Task list:
1. Decide whether each statement below agrees with the text on differential expression methods. Answer yes or no for each, and quote the deciding words from the text.
(a) The pydeseq2_largest method runs the analysis on the entire dataset.
(b) The package currently implements three types of figures.
(c) In the example configuration, the log2fc_threshold for cross_table is 2.0.
2. Write out the part of the text on differential expression methods that runs from "Differential expression methods" up to and including "the entire dataset.", with no changes.

Text segment:
Differential expression methods

In the package, we run several Differential Gene Expression (DGE) methods to compare their performance and results. The available methods are:

  • fedpydeseq2_simulated: Simulates federated learning by splitting the data into multiple subsets and run the federated pipeline locally.
  • meta_analysis: Can be run using various techniques, including:
    • P-value combination methods: Stouffer's and Fisher's methods.
    • Fixed effect model.
    • Random effect model with either a one-step DerSimonian-Laird estimator or an iterated method.
  • pydeseq2_largest: Runs the DGE analysis on the largest cohort available, providing a baseline for comparison.
  • pydeseq2: The standard approach, running the analysis on the entire dataset.
  • fedpydeseq2_remote: Designed for real federated learning scenarios, where the analysis is performed on remote servers, and each dataset is stored only on its corresponding remote server.

Figures

For now, we implement three types of figures to visualize the results:

  • Heterogeneity plots: Visualize the variability in gene expression across different centers or batches.
  • Cross tables: Compare the results of different DGE methods by displaying the overlap and differences in identified genes.
  • GSEA plots: Visualize the results of Gene Set Enrichment Analysis, showing the enrichment scores and significance of gene sets.

Example experiment configuration

pydeseq2_parameters:
  design_factors:
  - stage
  continuous_factors: null
  refit_cooks: null
  contrast: null
keep_original_centers: true
datasets:
- TCGA-LUAD
- TCGA-LUSC
- TCGA-READ
- TCGA-COAD
- TCGA-SKCM
- TCGA-PAAD
- TCGA-BRCA
- TCGA-PRAD
heterogeneity: null
meta_analysis: META_ANALYSIS_PARAMETERS
run_dge:
- pydeseq2
- fedpydeseq2_simulated
- meta_analysis
- pydeseq2_largest
run_gsea:
- fedpydeseq2_simulated
- meta_analysis
- pydeseq2_largest
- pydeseq2
- fedpydeseq2_remote
plots:
  cross_table:
    log2fc_threshold: 2.0
    padj_threshold: 0.05
    method_pairs:
    - ['fedpydeseq2_simulated', 'pydeseq2']
    - ['fedpydeseq2_remote', 'pydeseq2']
    - ['fedpydeseq2_simulated', 'fedpydeseq2_remote']
    - ['meta_analysis', 'pydeseq2']
    - ['pydeseq2_largest', 'pydeseq2']
  gsea_plots:
    method_pairs:
    - ['fedpydeseq2_simulated', 'pydeseq2']
    - ['fedpydeseq2_remote', 'pydeseq2']
    - ['meta_analysis', 'pydeseq2']
    - ['pydeseq2_largest', 'pydeseq2']
    plot_parameters:
    - with_diff: true
      padj_threshold: 0.05
    - with_diff: false
      padj_threshold: 0.05
    - with_diff: true
      padj_threshold: 0.05
      with_pvalues: true
    - with_diff: false
      padj_threshold: 0.05
      with_pvalues: true

Configuration breakdown

  1. pydeseq2_parameters:

    • design_factors: Specifies the factors used in the design matrix for the analysis. Here, it includes stage.

Excerpted data:

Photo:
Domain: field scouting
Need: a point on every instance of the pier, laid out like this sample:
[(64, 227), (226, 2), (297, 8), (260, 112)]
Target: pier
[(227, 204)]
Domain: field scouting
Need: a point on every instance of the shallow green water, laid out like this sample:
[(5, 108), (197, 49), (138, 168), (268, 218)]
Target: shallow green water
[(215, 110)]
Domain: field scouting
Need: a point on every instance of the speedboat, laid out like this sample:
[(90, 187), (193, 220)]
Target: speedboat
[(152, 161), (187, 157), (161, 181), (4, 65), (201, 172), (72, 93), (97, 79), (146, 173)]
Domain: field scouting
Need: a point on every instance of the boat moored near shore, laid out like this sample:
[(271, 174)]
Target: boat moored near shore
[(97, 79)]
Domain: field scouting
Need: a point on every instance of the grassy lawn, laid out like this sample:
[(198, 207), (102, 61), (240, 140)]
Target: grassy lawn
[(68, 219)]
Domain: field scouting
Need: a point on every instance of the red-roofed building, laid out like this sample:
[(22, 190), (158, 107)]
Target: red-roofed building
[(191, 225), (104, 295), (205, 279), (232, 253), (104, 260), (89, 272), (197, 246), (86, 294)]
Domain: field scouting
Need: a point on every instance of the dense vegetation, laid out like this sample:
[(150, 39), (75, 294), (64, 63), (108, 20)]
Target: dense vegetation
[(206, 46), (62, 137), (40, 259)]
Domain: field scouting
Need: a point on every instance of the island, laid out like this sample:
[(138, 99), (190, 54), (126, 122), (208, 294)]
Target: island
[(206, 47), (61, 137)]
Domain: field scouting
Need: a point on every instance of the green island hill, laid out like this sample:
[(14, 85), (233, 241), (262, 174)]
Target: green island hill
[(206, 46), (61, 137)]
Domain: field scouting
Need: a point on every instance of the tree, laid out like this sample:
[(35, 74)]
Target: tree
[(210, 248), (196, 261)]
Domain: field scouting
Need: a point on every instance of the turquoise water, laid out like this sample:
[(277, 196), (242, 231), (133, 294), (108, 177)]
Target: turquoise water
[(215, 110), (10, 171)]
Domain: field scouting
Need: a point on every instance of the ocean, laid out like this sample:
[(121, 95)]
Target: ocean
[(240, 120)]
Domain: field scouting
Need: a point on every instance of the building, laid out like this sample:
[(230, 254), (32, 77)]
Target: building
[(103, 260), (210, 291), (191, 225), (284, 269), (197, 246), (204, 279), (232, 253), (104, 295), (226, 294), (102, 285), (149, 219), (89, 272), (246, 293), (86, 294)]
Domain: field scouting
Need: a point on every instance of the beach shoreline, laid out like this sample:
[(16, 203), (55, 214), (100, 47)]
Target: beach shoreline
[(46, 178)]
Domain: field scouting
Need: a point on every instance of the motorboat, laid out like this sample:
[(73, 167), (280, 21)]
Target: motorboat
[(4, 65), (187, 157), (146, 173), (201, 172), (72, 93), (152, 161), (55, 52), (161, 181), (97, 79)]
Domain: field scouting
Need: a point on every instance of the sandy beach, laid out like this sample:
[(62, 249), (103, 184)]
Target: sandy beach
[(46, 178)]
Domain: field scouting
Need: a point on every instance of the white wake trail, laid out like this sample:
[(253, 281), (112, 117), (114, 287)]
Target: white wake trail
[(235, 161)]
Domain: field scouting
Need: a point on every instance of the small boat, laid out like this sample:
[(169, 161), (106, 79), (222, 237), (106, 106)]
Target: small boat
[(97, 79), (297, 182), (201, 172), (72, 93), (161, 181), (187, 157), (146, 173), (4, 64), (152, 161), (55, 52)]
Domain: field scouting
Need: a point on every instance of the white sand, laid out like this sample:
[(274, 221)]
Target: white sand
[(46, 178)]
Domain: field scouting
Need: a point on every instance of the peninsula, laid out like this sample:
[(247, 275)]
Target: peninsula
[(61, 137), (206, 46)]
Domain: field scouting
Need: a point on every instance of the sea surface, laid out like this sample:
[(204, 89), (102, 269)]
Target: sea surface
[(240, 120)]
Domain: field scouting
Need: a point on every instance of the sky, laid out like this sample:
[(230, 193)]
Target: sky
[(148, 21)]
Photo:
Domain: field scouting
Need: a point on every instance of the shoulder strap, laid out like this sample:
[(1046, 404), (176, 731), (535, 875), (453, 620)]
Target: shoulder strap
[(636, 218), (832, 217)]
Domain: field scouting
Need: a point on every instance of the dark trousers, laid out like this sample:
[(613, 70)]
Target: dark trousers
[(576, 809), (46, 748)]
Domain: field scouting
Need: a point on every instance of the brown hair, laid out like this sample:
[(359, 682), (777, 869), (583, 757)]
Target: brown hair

Outputs in order:
1.
(a) No: "Runs the DGE analysis on the largest cohort available, providing a baseline for comparison."
(b) Yes: "For now, we implement three types of figures to visualize the results:"
(c) Yes: "log2fc_threshold: 2.0"

2.
Differential expression methods

In the package, we run several Differential Gene Expression (DGE) methods to compare their performance and results. The available methods are:

  • fedpydeseq2_simulated: Simulates federated learning by splitting the data into multiple subsets and run the federated pipeline locally.
  • meta_analysis: Can be run using various techniques, including:
    • P-value combination methods: Stouffer's and Fisher's methods.
    • Fixed effect model.
    • Random effect model with either a one-step DerSimonian-Laird estimator or an iterated method.
  • pydeseq2_largest: Runs the DGE analysis on the largest cohort available, providing a baseline for comparison.
  • pydeseq2: The standard approach, running the analysis on the entire dataset.